Region pointing data
BEGIN
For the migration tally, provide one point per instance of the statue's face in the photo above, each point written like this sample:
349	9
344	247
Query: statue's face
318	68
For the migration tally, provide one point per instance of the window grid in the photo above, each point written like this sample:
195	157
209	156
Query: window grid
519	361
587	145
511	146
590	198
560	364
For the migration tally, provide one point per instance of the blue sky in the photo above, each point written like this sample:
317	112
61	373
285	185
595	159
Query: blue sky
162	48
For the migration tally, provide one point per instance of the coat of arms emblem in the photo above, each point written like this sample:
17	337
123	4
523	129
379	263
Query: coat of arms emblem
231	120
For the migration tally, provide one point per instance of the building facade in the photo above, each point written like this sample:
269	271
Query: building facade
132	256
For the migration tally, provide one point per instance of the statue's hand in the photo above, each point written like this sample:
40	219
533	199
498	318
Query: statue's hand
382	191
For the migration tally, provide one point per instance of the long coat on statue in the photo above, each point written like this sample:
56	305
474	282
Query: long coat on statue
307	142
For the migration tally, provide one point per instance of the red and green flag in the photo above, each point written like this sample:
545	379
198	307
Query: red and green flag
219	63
END
Directions =
Word for word, restate each of the records above.

Task solution =
For the migration tally, provide one point per instance of the statue's face in the photo above, each point written like this sample:
349	9
344	247
Query: statue's face
318	68
For the migration tally, provide one point per instance of the window grid in the photo above, each point written like this sample:
195	157
209	156
Query: window grid
519	361
587	145
511	146
590	198
560	364
For the migration tally, provide one point per instance of the blue sky in the photo above, each point written like this sample:
317	112
61	373
285	185
595	159
Query: blue sky
162	48
For the migration tally, provide one point per instance of the coat of arms emblem in the photo above, each point written like this sample:
17	337
123	4
523	129
379	263
Query: coat of arms emblem
231	120
For the migration tally, provide one point per instance of the building facade in the photo above, each point written like this sample:
269	271
Query: building facade
132	256
For the migration tally, provide one point per instance of the statue's hand in the photo above, each point written like this sample:
40	219
533	199
498	318
Query: statue's hand
382	191
For the migration tally, provide one point per instance of the long coat on statue in the photo above, each point written like this sample:
56	305
474	282
Query: long coat on statue
307	142
For the migration tally, provide one point per instance of the red and green flag in the photo above, each point written like this sample:
545	379
198	307
Query: red and green flag
219	63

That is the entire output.